(Exercise inputs)

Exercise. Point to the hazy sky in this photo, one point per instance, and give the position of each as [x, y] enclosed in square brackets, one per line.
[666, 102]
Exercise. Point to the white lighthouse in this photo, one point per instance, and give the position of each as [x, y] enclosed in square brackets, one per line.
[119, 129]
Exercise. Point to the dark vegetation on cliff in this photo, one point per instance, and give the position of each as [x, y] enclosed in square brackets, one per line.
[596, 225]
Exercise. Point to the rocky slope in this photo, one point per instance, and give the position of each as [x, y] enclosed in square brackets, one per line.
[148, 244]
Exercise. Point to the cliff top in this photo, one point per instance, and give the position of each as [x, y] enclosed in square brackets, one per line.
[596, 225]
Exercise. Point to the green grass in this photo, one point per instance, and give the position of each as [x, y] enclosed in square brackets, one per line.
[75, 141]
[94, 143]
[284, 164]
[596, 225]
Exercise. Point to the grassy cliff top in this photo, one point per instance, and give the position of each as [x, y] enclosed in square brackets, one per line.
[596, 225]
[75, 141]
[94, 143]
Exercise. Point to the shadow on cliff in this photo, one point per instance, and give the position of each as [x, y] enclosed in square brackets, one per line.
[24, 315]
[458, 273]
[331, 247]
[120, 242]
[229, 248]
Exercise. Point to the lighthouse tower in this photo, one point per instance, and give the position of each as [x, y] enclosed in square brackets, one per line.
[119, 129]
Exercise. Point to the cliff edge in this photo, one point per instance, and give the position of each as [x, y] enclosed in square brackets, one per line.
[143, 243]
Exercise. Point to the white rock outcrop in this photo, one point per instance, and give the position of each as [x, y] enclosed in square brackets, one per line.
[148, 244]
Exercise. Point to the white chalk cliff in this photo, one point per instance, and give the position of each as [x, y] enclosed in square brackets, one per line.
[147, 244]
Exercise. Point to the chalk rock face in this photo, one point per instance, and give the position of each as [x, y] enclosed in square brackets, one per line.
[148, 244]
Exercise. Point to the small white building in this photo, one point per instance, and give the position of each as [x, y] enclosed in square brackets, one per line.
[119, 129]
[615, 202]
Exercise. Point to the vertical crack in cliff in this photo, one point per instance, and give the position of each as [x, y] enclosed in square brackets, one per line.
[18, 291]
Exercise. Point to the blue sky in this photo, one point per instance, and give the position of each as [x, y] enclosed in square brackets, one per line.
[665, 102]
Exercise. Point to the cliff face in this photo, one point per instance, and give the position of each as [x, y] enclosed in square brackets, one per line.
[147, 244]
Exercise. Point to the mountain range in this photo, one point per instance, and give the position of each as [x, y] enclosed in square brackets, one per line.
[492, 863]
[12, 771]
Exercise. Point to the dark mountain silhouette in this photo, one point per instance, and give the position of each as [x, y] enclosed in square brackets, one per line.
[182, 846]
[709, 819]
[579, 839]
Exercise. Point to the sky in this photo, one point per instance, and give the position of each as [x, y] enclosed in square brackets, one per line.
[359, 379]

(Written instruction) Rewrite the stretch from the line containing "Exercise. Point to the cliff face" through the end of the rows, changing "mountain" to "hill" and keeping everything else the same.

(Result)
Exercise. Point to the cliff face in this photo, one point per instance, and give the position of each as [x, y] enclosed in square brackets, one per line.
[147, 244]
Exercise. Point to the hill range in this photo, one point per instance, and give the position of each as [x, y] enclosed in square brackets, one per line.
[492, 863]
[12, 771]
Exercise. Point to the dark hill silhouette in this photo, one point per instance, and give the position of each as [x, y] enclosed in square brackets, one per line.
[182, 846]
[709, 819]
[579, 839]
Exercise. Point to the sky in this photo, one point per instance, and give the position of each as [x, y] enclosed in square brackets, one per line.
[359, 379]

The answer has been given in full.